=== Section Start ===

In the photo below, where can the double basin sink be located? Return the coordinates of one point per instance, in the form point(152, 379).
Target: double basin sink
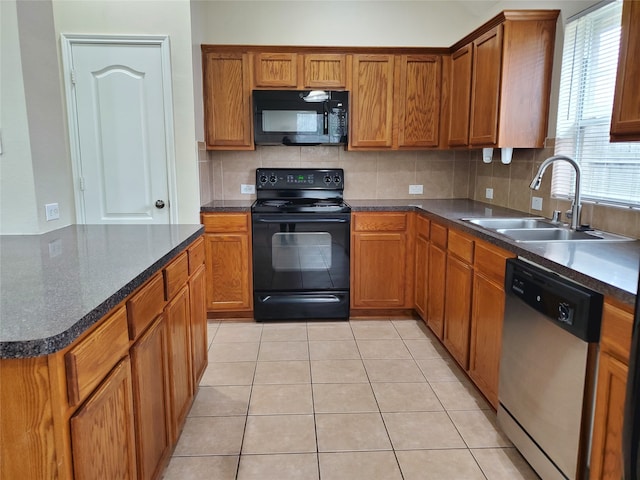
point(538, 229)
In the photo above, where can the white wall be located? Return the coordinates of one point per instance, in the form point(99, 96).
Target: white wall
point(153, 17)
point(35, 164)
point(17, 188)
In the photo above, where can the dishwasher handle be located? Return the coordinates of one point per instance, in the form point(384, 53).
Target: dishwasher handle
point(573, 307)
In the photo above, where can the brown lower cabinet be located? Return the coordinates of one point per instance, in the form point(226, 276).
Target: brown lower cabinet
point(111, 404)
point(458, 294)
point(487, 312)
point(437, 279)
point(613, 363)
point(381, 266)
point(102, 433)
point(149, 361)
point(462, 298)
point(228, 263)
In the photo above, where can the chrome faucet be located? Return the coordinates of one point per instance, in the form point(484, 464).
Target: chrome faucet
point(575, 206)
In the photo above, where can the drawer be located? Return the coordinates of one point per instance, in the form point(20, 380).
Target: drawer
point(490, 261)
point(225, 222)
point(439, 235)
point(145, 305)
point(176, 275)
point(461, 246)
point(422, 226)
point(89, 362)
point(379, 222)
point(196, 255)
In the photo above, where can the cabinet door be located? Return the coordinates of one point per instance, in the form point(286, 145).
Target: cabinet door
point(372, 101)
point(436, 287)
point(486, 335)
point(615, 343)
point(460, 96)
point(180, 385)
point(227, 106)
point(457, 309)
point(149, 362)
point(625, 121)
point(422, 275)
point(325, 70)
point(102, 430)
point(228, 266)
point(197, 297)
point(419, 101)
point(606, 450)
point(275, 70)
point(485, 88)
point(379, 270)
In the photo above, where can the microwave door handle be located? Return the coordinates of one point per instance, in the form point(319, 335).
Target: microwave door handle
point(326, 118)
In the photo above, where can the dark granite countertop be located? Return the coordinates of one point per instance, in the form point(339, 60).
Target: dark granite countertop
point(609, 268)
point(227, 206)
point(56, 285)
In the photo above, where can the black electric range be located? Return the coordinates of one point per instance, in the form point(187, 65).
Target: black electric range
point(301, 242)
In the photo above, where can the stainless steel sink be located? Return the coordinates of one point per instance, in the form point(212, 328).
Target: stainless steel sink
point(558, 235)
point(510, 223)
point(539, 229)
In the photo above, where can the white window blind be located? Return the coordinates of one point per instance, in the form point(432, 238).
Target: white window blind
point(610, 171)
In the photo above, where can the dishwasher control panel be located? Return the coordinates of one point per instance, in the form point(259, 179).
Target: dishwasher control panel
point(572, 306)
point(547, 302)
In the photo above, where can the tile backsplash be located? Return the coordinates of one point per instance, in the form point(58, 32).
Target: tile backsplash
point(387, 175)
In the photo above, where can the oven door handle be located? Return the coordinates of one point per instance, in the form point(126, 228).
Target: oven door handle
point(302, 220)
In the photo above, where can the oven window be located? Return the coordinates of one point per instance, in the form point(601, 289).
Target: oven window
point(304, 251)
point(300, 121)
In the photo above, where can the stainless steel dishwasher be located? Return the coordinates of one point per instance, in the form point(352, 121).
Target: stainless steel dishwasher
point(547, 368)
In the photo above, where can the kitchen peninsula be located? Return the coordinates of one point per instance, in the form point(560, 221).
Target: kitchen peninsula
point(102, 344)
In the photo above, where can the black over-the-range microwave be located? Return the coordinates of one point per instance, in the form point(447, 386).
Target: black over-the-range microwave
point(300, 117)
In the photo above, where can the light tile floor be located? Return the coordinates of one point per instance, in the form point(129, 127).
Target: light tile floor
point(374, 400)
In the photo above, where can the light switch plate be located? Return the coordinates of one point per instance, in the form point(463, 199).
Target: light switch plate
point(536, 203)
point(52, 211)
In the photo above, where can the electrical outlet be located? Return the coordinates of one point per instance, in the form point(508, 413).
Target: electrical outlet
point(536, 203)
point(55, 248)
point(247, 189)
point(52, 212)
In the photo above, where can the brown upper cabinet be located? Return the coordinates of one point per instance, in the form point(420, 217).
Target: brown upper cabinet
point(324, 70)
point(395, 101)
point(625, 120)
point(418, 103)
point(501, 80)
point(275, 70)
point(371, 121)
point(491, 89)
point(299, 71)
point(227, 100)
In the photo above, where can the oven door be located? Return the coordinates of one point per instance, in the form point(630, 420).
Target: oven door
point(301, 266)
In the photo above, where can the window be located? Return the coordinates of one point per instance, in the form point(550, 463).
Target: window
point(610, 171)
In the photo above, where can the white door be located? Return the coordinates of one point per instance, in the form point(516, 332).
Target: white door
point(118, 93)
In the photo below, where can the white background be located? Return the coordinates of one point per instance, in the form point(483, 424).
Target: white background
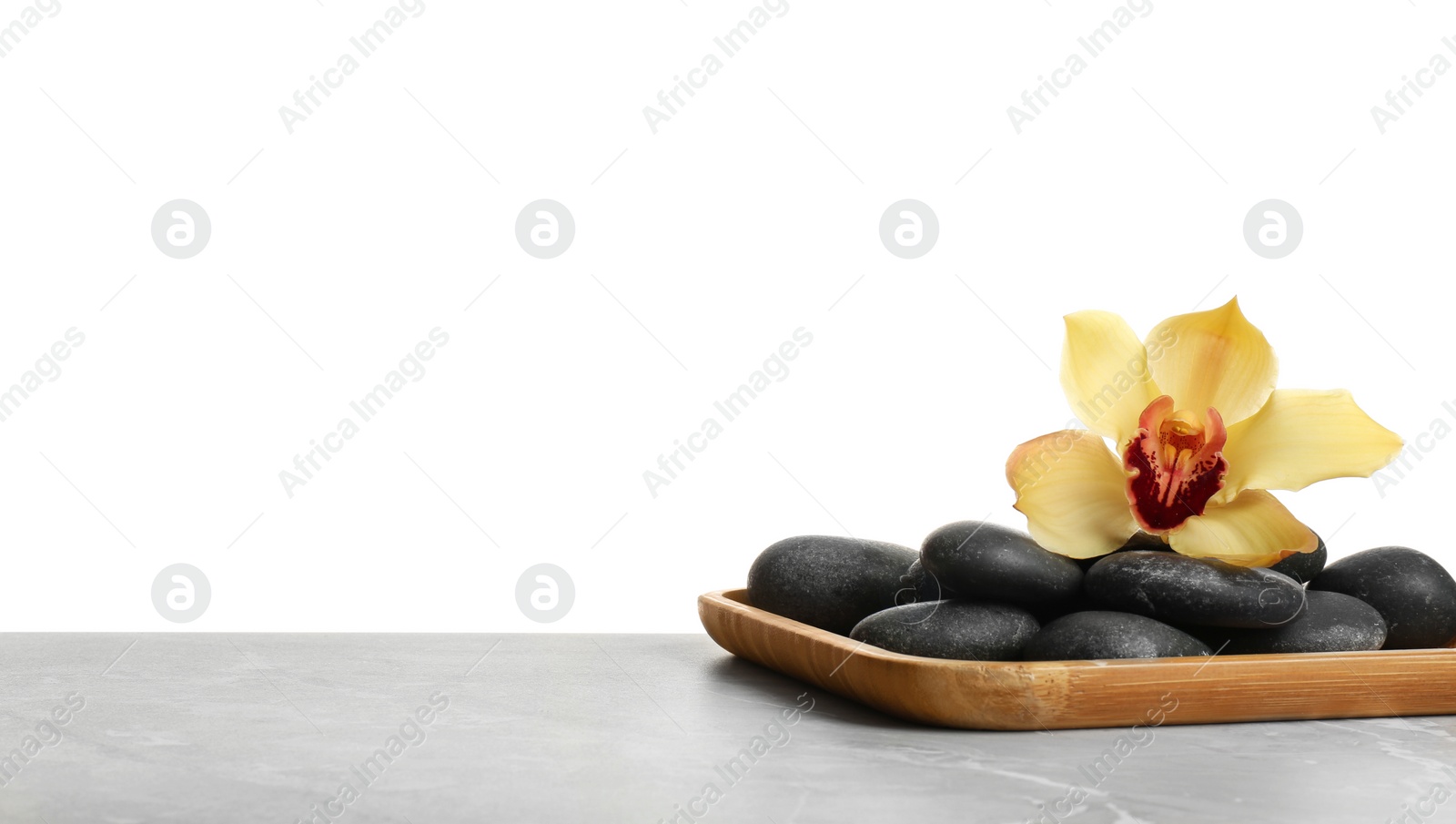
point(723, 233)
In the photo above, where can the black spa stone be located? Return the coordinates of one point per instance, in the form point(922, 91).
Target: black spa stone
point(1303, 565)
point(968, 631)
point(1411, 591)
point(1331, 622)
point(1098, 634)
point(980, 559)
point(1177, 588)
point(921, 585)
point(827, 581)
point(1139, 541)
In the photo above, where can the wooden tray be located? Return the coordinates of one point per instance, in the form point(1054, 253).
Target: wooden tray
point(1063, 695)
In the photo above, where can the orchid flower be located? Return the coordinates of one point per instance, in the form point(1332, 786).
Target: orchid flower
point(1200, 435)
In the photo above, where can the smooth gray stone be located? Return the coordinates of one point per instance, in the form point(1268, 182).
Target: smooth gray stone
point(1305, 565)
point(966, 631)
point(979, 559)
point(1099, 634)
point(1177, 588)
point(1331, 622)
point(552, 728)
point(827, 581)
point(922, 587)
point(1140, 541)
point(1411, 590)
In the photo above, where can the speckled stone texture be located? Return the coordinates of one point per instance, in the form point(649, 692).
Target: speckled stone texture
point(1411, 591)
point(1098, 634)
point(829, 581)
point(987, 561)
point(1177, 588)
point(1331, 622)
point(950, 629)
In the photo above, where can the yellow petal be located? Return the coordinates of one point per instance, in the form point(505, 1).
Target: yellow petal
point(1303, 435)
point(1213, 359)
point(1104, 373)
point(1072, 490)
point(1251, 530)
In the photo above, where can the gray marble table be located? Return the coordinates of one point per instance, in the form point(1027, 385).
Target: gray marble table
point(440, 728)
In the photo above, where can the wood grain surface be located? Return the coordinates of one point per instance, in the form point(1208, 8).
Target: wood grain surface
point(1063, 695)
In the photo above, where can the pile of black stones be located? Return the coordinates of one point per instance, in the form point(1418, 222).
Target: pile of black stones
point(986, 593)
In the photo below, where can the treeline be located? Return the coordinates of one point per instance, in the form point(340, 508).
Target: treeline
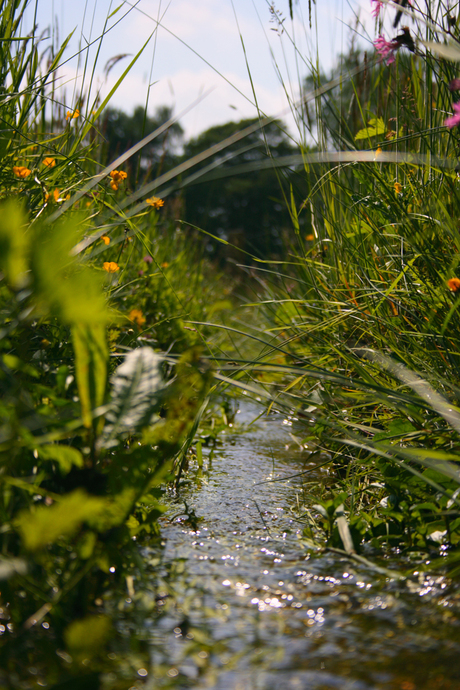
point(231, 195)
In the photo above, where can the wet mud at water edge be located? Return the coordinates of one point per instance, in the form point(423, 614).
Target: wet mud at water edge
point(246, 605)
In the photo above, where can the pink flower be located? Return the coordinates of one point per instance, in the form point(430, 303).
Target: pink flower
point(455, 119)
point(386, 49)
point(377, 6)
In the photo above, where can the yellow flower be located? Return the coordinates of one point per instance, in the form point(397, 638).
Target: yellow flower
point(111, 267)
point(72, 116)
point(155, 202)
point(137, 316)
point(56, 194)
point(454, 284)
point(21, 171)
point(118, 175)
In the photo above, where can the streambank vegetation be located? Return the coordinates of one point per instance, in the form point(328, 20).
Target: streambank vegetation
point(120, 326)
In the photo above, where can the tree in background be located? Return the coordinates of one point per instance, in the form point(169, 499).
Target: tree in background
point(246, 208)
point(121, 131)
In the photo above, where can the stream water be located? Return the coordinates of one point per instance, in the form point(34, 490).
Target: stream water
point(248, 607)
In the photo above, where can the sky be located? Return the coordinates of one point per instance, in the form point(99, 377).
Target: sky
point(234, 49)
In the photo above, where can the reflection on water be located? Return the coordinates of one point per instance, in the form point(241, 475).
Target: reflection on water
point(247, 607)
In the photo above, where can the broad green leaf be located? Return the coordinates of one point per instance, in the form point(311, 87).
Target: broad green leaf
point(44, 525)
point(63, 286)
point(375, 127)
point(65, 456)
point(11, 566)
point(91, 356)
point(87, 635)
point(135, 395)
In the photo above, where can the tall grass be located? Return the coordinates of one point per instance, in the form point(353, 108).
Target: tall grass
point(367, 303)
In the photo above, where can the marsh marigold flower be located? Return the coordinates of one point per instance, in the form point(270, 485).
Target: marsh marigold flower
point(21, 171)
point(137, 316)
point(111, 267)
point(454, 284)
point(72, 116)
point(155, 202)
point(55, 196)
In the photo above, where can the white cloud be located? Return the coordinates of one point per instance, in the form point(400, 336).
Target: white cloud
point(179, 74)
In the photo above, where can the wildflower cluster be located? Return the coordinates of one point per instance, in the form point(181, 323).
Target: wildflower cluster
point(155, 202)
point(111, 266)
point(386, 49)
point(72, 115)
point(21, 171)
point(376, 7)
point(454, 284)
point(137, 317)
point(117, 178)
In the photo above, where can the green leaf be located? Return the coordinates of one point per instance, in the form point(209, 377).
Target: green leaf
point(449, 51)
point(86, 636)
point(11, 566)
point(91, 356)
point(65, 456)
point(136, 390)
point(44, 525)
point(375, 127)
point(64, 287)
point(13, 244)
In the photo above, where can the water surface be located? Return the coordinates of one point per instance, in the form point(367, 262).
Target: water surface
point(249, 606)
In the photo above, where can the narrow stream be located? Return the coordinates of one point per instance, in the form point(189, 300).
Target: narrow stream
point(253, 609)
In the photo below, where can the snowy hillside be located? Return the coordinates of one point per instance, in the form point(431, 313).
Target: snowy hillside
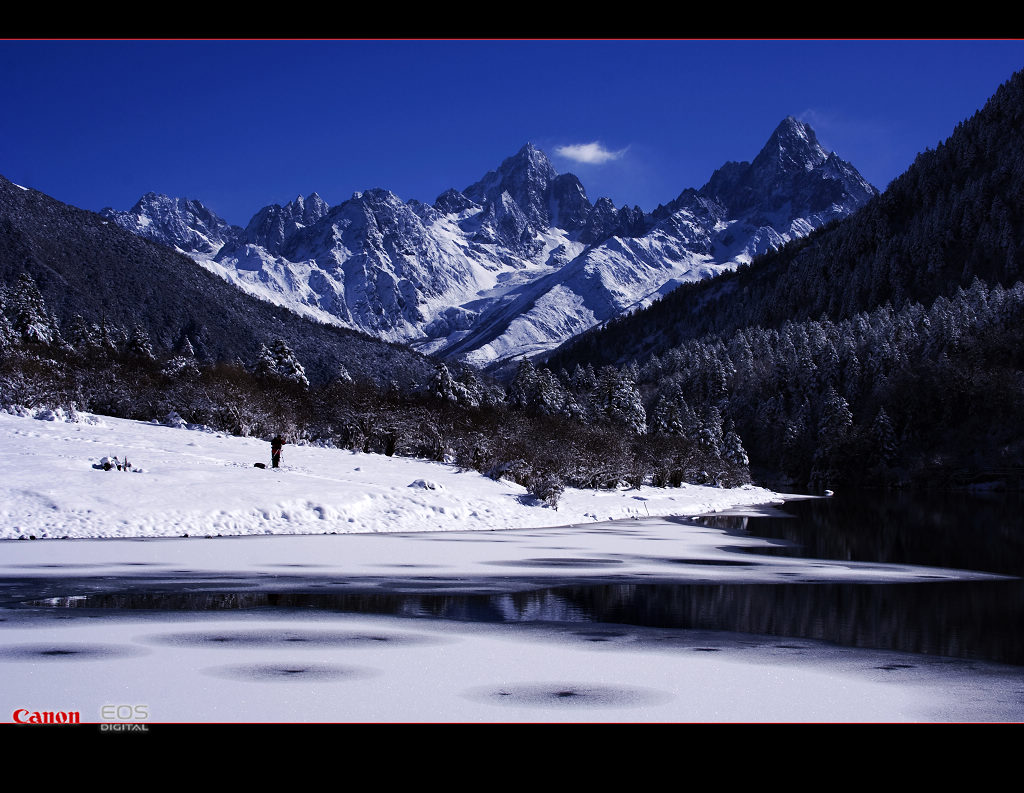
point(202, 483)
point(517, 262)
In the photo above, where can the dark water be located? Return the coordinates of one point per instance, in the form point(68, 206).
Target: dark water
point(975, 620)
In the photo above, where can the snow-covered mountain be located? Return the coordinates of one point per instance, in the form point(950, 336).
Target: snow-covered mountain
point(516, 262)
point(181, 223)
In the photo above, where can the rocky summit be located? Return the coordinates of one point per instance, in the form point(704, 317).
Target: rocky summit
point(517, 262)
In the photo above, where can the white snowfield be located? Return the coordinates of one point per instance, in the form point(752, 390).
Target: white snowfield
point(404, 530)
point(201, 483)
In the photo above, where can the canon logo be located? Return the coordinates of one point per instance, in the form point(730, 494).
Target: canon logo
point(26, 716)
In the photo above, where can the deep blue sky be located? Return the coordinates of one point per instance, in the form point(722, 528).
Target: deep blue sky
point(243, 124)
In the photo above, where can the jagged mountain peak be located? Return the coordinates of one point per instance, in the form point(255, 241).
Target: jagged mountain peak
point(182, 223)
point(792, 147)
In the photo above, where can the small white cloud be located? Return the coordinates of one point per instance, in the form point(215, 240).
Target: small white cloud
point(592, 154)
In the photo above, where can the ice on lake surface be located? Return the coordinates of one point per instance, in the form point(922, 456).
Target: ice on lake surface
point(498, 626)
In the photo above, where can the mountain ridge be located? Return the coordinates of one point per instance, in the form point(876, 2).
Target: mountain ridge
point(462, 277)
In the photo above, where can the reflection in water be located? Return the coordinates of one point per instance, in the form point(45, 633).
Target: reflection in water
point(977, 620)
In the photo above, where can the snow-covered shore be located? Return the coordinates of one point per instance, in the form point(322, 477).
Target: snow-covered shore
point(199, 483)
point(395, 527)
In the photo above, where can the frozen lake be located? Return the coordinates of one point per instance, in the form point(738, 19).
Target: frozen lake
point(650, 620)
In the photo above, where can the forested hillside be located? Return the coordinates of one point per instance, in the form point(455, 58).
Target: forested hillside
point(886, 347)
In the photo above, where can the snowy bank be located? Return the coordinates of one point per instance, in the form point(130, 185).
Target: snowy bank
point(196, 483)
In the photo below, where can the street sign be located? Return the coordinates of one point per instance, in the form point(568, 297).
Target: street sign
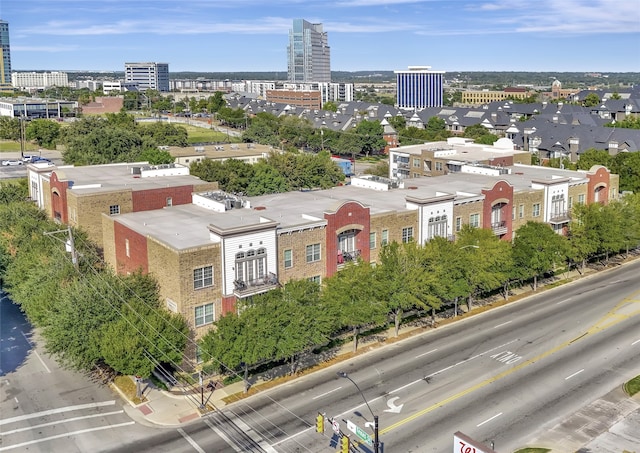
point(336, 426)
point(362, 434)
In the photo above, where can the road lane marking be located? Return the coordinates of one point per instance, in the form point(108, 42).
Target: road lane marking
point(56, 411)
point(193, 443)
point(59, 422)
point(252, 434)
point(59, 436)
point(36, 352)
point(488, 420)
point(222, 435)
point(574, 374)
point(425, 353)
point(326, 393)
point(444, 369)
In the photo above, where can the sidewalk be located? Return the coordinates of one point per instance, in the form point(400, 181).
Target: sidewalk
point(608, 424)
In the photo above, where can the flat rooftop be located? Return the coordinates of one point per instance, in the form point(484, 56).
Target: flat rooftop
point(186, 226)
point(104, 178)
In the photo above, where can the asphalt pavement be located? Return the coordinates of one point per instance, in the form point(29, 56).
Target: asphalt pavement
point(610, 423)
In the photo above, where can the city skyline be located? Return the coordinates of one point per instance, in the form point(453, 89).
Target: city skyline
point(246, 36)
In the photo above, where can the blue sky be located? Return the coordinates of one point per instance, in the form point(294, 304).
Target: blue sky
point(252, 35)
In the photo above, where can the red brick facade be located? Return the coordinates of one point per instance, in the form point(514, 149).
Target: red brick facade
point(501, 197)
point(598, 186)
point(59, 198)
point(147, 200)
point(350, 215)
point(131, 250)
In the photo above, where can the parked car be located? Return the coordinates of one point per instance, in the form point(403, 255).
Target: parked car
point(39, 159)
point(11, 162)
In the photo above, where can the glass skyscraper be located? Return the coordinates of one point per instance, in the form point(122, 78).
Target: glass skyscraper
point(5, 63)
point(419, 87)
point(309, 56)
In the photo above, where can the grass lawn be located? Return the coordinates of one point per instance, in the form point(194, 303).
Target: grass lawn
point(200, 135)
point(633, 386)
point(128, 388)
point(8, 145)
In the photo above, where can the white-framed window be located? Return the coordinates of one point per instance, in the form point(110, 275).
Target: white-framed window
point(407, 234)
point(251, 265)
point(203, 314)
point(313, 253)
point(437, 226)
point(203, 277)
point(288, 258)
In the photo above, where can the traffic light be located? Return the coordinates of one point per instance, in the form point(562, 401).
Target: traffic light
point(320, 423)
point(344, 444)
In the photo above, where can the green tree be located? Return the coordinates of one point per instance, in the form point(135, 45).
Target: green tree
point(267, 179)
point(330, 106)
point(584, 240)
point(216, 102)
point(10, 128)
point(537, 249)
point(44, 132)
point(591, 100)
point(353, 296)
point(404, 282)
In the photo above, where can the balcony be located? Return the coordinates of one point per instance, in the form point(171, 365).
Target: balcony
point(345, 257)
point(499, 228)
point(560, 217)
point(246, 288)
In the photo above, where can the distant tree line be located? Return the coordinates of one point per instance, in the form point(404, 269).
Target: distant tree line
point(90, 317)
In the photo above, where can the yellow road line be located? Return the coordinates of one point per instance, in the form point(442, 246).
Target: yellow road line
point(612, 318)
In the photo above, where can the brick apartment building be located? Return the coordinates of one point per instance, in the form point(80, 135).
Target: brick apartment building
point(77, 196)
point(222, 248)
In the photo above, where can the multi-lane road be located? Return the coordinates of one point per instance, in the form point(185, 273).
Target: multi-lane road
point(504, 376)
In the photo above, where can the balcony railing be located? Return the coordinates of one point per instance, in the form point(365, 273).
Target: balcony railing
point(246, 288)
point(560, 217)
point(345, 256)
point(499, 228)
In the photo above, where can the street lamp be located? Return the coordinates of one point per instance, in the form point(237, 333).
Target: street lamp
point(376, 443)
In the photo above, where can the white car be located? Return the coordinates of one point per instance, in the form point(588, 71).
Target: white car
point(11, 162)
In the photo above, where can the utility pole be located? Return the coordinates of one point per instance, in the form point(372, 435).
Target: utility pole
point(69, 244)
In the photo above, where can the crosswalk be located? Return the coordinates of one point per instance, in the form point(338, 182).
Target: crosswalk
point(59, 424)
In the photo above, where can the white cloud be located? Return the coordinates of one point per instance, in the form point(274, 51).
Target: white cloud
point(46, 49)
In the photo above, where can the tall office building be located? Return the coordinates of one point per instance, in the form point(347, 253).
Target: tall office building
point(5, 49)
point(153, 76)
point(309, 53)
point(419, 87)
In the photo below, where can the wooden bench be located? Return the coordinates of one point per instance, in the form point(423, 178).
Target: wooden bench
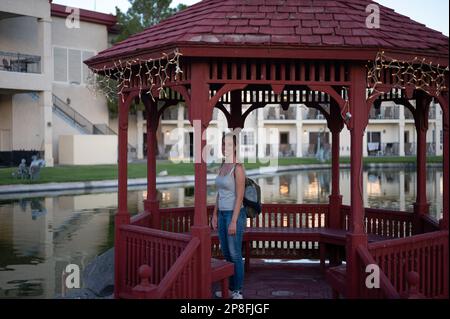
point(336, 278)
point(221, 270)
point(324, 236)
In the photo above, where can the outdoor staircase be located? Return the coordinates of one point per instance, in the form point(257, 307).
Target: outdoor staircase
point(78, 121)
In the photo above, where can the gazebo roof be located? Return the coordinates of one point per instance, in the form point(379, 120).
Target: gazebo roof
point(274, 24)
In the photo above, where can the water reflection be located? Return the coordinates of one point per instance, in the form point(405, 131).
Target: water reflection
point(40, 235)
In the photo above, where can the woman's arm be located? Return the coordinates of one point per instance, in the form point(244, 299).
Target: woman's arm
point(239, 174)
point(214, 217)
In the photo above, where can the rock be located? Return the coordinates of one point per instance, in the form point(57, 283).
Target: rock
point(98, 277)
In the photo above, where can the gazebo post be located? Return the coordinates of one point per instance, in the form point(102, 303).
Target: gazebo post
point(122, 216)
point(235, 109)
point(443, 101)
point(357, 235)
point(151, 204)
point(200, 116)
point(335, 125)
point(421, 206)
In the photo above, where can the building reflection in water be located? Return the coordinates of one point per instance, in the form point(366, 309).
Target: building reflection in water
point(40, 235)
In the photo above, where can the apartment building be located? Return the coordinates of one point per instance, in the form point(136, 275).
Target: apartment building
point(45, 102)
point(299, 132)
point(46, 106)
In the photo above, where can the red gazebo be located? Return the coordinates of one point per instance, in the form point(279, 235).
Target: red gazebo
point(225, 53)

=== Section End ===

Each line above with the word "below" needs to be copied.

In the photo below, where can the double basin sink be located? Return the coordinates of one point per instance, in the form point(152, 379).
In the photo below, where can the white background be located? Return the coordinates of one point per instance, in the form point(483, 424).
In the photo below, where can the treeline be located? Return the coordinates of one point per instance, in the form point(340, 508).
In the photo below, where can the snowy hillside be located? Return the coordinates of one point per instance, in the form point(431, 313).
In the photo below, where can the street sign be located? Return the coordinates of one point per instance, in the form point(568, 297).
In the photo below, where can the wooden bench be located? Return the coordinates of one point per instance, in the form point(423, 178).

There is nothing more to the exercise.